┌────────

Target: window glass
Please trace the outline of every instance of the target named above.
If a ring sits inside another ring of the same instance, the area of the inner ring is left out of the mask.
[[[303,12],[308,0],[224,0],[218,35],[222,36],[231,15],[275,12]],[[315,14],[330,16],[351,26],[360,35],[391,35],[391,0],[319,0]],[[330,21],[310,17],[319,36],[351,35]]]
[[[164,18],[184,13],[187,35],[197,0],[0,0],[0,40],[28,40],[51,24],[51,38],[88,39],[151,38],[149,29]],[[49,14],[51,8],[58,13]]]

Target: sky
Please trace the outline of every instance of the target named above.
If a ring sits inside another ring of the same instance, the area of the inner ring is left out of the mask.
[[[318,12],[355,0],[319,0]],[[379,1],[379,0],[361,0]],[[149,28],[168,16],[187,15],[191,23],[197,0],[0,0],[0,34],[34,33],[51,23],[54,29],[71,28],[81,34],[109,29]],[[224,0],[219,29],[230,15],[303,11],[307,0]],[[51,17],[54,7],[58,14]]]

└────────

_What is needed:_
Copy out all of the entries above word for word, with nothing changed.

_Answer to the problem:_
Target: window glass
Please trace the outline of every instance of the target named above.
If a ring sits inside another ring of the same instance, the area of the inner ring is left out of the mask.
[[[303,12],[308,0],[224,0],[218,35],[222,36],[231,15],[275,12]],[[315,14],[330,16],[351,26],[360,35],[391,35],[391,0],[319,0]],[[330,21],[310,17],[319,36],[351,35]]]
[[[164,18],[184,13],[187,35],[197,0],[0,0],[0,40],[28,40],[51,24],[51,38],[88,39],[151,38],[149,29]],[[49,14],[51,8],[58,13]]]

Target: sky
Please trace the outline of every instance of the target named above.
If a ring sits inside another ring of the same instance, the area of the inner ring is left out of the mask.
[[[318,12],[355,0],[319,0]],[[379,1],[379,0],[361,0]],[[149,28],[168,16],[187,15],[191,23],[197,0],[0,0],[0,34],[34,33],[51,23],[54,29],[71,28],[81,34],[109,29]],[[224,0],[219,29],[230,15],[303,11],[307,0]],[[51,17],[54,7],[58,14]]]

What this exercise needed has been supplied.